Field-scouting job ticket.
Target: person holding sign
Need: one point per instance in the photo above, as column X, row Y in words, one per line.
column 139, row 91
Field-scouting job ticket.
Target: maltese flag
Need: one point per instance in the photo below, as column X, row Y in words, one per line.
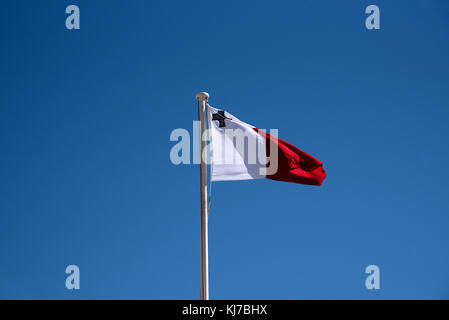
column 240, row 151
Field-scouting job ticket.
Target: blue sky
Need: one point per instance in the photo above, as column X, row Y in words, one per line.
column 86, row 178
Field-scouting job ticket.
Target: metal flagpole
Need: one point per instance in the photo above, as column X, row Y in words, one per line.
column 202, row 98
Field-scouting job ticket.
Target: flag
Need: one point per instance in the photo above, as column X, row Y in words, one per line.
column 240, row 151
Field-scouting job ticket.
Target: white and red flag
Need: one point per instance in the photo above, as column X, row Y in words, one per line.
column 240, row 151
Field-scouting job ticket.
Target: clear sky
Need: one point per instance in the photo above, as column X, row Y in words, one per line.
column 86, row 178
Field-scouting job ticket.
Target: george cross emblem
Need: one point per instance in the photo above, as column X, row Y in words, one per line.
column 220, row 117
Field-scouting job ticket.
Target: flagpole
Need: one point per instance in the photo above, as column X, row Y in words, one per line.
column 202, row 98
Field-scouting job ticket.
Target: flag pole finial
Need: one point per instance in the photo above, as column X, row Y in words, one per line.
column 202, row 96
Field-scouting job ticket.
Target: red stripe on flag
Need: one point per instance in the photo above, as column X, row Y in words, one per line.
column 294, row 165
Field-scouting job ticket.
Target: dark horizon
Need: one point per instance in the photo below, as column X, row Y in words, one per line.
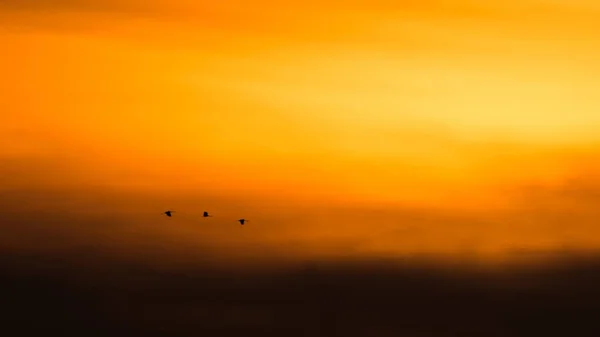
column 93, row 295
************
WORK TO DO:
Copy the lines word for word, starting at the first line and ending at the line that contains "column 139, row 91", with both of those lines included.

WRITTEN SOLUTION:
Field-scouting job ticket.
Target: person holding sign
Need: one point per instance in the photo above, as column X, row Y in words, one per line.
column 139, row 91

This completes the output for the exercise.